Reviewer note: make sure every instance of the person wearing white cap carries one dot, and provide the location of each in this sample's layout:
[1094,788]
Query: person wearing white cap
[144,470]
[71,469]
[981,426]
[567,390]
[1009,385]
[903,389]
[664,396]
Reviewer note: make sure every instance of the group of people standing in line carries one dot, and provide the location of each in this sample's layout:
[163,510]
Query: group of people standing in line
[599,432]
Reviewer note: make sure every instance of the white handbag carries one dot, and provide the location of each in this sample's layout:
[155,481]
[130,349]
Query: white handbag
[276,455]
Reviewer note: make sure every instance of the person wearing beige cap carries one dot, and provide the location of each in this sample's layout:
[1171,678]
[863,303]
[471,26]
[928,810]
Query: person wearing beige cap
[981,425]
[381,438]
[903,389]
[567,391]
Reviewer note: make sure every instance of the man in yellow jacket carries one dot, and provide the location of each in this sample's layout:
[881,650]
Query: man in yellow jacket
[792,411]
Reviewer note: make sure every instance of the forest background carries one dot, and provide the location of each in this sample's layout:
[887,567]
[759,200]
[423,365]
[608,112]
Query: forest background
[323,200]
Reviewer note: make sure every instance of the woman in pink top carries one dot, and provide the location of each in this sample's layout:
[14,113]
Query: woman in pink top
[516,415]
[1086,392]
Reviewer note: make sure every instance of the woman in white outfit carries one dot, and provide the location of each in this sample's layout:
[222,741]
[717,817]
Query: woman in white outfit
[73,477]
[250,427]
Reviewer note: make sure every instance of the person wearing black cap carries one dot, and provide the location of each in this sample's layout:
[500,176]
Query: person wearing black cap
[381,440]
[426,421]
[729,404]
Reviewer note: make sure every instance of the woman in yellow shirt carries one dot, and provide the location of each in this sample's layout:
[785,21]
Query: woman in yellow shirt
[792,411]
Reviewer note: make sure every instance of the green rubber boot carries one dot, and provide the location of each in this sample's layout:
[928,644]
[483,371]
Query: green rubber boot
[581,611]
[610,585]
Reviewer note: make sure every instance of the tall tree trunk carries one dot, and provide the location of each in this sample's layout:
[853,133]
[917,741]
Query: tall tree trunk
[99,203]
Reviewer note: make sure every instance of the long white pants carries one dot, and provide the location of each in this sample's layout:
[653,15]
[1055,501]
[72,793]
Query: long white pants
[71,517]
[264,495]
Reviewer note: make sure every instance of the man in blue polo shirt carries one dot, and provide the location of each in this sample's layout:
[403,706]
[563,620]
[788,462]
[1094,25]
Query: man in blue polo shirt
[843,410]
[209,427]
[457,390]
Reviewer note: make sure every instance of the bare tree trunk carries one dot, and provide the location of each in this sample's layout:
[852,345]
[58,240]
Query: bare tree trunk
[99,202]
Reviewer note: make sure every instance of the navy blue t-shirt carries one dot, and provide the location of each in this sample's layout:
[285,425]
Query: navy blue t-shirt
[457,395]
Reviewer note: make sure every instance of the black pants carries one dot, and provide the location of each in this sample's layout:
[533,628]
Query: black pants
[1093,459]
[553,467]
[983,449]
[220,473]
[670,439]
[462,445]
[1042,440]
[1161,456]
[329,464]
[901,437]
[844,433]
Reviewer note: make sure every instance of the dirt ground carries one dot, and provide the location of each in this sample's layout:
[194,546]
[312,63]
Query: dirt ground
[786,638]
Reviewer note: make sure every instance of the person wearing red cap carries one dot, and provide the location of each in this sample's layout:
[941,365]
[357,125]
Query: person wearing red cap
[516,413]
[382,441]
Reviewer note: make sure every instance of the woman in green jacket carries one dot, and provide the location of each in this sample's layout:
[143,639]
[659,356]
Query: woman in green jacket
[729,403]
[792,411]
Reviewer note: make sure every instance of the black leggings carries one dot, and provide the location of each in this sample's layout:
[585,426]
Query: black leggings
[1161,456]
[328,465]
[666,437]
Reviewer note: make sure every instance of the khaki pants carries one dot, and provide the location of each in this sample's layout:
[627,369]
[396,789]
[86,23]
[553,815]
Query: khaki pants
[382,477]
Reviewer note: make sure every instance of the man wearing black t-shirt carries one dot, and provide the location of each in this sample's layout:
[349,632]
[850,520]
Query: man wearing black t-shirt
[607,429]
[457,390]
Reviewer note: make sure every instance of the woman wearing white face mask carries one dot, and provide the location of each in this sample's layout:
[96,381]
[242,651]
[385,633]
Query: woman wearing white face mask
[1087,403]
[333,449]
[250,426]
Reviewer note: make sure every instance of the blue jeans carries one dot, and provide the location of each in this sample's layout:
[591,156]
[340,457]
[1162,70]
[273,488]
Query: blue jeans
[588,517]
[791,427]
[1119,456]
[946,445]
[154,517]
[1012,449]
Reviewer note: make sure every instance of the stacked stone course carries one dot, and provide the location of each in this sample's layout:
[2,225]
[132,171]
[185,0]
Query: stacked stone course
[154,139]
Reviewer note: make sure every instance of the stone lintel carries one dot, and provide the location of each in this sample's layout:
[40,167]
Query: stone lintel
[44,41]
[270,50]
• • • • • • •
Repeat, without changes, every line from the one that contains "Reviewer note: make sure every instance of the blue" through the final line of the data.

Reviewer note: make sure every instance of the blue jeans carries one dot, and provide the location of each in this sample's layout:
[591,156]
[340,457]
[1162,70]
[273,488]
Query: blue jeans
[588,517]
[791,427]
[1119,456]
[946,445]
[154,517]
[1012,449]
Reviewer note: make sure every instance of the stacked stone course carries one dot, and provide the location of each in this sample's layout:
[2,225]
[132,171]
[185,0]
Query: stacked stone course
[154,139]
Reviewer note: make sure every instance of the stone lintel carries one dot, and provide the location of each in this sample's layout:
[40,167]
Query: stone lintel
[44,41]
[270,50]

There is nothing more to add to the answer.